-- Your task --
Reproduce the items word for word, from the first line through the line containing "<point>484,615</point>", with that line included.

- - - - -

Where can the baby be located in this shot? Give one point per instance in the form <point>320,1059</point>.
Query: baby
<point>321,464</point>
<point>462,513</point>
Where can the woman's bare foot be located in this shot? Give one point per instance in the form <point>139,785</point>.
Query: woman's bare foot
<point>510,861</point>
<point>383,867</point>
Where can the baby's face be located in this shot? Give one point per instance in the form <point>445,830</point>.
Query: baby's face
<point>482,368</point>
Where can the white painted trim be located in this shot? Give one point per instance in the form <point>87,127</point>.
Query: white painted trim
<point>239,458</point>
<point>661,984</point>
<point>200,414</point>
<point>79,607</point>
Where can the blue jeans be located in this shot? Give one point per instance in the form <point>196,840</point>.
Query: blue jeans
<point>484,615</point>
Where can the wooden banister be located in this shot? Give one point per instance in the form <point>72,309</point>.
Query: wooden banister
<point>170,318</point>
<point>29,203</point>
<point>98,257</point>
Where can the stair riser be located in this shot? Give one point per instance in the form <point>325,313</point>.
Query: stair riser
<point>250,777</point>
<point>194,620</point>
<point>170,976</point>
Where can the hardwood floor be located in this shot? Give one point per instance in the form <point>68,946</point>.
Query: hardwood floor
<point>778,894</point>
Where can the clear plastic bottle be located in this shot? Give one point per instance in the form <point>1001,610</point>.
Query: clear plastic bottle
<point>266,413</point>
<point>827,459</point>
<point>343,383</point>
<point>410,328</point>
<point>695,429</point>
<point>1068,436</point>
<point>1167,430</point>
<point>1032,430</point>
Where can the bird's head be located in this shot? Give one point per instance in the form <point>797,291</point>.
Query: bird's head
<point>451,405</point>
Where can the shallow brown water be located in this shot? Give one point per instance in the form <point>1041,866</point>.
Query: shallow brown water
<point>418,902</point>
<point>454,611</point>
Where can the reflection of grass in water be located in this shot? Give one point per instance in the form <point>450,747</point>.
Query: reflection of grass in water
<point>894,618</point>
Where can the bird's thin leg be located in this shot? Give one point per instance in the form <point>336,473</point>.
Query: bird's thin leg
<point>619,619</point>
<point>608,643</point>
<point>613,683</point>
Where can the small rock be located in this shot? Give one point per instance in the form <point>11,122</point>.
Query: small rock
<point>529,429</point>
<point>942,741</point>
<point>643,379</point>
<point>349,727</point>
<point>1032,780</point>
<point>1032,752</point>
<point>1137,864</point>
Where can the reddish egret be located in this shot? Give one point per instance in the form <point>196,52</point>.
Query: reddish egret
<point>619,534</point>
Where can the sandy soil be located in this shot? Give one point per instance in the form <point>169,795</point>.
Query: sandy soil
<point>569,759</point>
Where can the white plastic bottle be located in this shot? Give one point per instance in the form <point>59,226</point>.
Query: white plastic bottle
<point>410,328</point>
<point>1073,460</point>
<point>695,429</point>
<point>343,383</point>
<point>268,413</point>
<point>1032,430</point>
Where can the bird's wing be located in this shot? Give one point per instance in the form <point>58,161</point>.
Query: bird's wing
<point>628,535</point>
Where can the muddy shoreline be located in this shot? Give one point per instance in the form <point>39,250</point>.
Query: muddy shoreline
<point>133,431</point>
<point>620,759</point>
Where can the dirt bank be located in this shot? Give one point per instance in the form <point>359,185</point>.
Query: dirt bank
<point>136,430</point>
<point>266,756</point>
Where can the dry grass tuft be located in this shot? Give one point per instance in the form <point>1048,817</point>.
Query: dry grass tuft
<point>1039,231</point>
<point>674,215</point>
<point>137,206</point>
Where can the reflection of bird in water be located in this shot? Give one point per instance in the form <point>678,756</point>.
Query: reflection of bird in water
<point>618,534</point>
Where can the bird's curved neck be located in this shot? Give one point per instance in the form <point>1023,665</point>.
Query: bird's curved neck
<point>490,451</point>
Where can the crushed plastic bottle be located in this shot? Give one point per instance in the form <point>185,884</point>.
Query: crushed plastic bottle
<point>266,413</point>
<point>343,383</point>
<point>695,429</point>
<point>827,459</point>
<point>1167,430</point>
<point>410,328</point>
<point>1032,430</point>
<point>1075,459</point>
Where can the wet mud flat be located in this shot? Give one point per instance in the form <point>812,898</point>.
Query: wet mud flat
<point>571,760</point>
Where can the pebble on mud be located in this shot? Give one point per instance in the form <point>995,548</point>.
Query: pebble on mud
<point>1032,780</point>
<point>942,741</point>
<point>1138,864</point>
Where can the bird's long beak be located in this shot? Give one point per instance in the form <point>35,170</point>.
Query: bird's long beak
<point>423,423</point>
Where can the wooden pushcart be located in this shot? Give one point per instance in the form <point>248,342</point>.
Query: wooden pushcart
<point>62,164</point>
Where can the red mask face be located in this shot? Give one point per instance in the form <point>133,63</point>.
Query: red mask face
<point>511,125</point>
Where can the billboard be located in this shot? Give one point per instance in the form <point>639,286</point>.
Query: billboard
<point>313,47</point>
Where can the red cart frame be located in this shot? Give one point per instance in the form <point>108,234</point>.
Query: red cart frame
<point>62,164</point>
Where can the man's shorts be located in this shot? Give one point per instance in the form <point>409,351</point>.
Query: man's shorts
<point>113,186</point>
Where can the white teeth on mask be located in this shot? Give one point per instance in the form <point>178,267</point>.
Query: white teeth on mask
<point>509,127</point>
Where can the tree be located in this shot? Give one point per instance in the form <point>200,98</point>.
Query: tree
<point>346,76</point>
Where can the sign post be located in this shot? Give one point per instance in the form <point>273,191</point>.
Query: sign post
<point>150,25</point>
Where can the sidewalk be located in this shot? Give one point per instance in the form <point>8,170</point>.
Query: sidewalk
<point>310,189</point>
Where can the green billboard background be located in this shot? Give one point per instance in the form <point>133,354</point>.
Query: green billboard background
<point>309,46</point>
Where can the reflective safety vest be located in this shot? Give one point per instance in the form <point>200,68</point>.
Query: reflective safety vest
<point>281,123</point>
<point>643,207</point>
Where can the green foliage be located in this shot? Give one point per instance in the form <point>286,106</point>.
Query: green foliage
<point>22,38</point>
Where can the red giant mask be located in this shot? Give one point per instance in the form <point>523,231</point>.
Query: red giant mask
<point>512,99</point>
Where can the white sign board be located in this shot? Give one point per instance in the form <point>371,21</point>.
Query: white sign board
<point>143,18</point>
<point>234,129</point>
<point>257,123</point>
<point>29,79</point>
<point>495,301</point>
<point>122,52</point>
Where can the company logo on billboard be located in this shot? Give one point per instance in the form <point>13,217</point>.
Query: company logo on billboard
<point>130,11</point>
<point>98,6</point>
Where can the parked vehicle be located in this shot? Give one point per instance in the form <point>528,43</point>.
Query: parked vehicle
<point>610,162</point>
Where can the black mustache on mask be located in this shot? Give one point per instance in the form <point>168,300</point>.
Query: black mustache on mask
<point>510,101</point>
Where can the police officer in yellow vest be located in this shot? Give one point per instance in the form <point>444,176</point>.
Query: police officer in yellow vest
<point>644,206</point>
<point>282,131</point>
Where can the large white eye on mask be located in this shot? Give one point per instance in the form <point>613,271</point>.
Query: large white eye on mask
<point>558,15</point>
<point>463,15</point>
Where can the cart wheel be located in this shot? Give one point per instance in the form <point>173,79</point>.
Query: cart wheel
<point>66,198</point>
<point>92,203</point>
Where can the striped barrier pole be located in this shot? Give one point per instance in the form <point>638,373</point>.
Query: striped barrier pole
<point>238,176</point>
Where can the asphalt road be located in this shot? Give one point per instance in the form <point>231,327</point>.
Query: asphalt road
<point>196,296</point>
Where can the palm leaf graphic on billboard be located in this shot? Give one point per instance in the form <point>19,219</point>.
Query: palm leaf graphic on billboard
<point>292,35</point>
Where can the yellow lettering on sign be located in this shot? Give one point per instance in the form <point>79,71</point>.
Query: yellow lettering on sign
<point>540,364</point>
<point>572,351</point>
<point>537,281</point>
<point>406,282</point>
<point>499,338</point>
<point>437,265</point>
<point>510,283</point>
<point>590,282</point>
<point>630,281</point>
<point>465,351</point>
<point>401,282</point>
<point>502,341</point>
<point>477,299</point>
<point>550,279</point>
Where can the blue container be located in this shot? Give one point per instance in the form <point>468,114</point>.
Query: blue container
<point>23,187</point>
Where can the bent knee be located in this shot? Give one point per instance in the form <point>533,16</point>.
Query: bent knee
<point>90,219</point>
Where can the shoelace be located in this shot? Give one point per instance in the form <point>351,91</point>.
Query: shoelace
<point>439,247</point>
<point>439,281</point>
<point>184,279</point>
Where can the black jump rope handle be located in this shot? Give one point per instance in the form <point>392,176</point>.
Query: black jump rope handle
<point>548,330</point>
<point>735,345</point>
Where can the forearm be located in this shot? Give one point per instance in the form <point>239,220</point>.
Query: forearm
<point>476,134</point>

- - - - -

-- Answer to the exercise --
Where can the baby be located in this shot? Give one point per instance in the form <point>320,1059</point>.
Query: baby
<point>321,464</point>
<point>462,513</point>
Where can the woman's bare foot be located in this shot? Give one point per instance in the form <point>139,785</point>.
Query: woman's bare foot
<point>510,861</point>
<point>383,867</point>
Where can the baby's face be located in this shot? Give one point per instance in the form <point>445,830</point>.
Query: baby's face
<point>482,368</point>
Where can the white painted trim be located in this shot? Give one point per instance in the form <point>87,127</point>.
Query: white painted trim
<point>239,458</point>
<point>661,984</point>
<point>200,414</point>
<point>79,607</point>
Where can the blue jeans be located in this shot? Give one point per instance in the form <point>196,840</point>.
Query: blue jeans
<point>484,615</point>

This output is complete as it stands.